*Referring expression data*
-------------------------
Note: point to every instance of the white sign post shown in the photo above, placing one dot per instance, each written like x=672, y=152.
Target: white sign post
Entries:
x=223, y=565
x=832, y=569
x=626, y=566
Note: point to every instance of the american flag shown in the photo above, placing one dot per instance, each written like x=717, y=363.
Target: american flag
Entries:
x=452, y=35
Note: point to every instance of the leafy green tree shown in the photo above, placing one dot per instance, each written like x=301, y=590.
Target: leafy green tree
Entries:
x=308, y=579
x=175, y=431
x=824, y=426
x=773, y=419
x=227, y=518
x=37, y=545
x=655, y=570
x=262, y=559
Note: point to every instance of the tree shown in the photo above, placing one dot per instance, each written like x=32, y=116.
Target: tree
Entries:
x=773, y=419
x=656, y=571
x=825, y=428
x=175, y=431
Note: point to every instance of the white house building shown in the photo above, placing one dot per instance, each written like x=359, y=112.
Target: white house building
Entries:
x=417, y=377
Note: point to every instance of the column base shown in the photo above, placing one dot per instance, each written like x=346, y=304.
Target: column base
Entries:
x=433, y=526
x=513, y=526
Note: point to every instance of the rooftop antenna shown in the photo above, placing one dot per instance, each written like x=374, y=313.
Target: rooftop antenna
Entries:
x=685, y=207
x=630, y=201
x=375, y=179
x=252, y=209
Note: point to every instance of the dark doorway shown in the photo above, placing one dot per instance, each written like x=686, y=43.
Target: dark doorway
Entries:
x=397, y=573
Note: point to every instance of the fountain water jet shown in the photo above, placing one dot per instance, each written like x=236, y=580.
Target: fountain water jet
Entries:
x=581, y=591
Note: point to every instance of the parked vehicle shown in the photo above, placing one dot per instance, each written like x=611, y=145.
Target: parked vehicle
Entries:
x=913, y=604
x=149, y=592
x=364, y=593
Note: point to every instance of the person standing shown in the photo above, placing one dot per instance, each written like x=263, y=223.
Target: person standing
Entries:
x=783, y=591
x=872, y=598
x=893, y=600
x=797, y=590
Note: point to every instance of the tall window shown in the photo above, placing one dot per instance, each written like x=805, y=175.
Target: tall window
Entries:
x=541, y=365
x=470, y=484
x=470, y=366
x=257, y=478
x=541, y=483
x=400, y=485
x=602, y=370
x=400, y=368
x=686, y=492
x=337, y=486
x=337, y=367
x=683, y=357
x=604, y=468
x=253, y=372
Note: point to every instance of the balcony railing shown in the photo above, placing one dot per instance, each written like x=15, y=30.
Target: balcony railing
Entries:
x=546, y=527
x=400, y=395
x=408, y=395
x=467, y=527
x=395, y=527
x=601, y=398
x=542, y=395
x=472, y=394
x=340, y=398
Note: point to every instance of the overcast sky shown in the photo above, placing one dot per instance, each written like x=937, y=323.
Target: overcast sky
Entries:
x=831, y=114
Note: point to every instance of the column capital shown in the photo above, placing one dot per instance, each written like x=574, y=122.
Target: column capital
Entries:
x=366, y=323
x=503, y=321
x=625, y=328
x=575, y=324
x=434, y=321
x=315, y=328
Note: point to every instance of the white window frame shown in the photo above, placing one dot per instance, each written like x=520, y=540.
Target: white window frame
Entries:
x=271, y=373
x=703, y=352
-------------------------
*Exercise goal*
Would you copy out all of the entries exactly?

*Response for this exercise*
Note: point to every instance of the white sign post shown in the photo above, placing one dot per instance, each written like x=672, y=152.
Target: white sign post
Entries:
x=223, y=565
x=832, y=569
x=626, y=566
Note: point to every instance of the american flag shown in the photo above, placing one dot per instance, each written like x=717, y=363.
Target: american flag
Entries:
x=452, y=35
Note: point to every instance of the leafy green tree shown in the photo above, placing one dot per instance, each written like x=301, y=590.
Target: leafy green tree
Entries:
x=308, y=579
x=175, y=431
x=824, y=426
x=773, y=419
x=227, y=518
x=37, y=545
x=655, y=570
x=262, y=559
Note: point to every instance of the tree shown in the photo above, placing one dot per instance, each written like x=32, y=116.
Target: tree
Entries:
x=773, y=419
x=656, y=571
x=825, y=428
x=175, y=431
Note: point to every instance of the white house building shown in the photo above, placing one dot per instance, each written like x=359, y=112.
Target: white house building
Entries:
x=417, y=377
Note: point to every instance of the column base shown in the photo above, placing one dot per instance, each written like x=346, y=304.
Target: column base
Entries:
x=433, y=526
x=513, y=526
Note: point to every instance of the rooftop antenna shown in the photo above, placing one dot per instance, each written like x=374, y=313.
Target: rooftop antenna
Entries:
x=685, y=207
x=630, y=201
x=375, y=179
x=252, y=209
Note: point to every instance of the dark doorway shown in the photo above, placing one dot per instance, each written like x=686, y=43.
Target: dark doorway
Entries:
x=397, y=573
Note: point to every instance of the fountain water jet shown in the photo above, placing one dot per instance, each written like x=236, y=580.
Target: fountain water jet
Entries:
x=581, y=591
Note: point to every instance of the parked vehicle shown in the photo above, placing one dot per instance, each written like x=611, y=145.
Target: parked vehicle
Entries:
x=913, y=604
x=149, y=592
x=364, y=593
Note: point to every instance of the person standing shown in the photo above, placing one dot per instance, each written like x=263, y=223.
Target: person standing
Entries:
x=783, y=591
x=872, y=598
x=893, y=600
x=797, y=590
Note: point to every instance of the tall window shown in the photo above, placing one dot per instance, each written like x=805, y=175.
Target: tall window
Entries:
x=541, y=365
x=470, y=484
x=470, y=366
x=257, y=478
x=541, y=483
x=400, y=485
x=602, y=370
x=400, y=368
x=686, y=492
x=337, y=486
x=337, y=367
x=683, y=357
x=604, y=468
x=253, y=372
Note: point to every instance of the balcony railing shown in the photo above, placing one dot per instance, each written like x=15, y=30.
Target: balcony railing
Entries:
x=546, y=527
x=400, y=395
x=408, y=395
x=467, y=527
x=395, y=527
x=601, y=398
x=542, y=395
x=472, y=394
x=340, y=398
Note: point to every instance of the overcast sky shown in the photo above, placing one dot per instance, each written like x=937, y=323.
Target: overcast sky
Entries:
x=831, y=114
Note: point to every instance of the column capital shown in the photo above, placing one dot per instance, each written like x=574, y=122.
Target: column capital
Entries:
x=366, y=323
x=503, y=321
x=625, y=328
x=575, y=324
x=434, y=321
x=315, y=328
Note: point to every instance of the white window frame shown in the photo above, placing one dot per instance, each written like x=520, y=540.
Target: white window frame
Entries:
x=271, y=373
x=703, y=352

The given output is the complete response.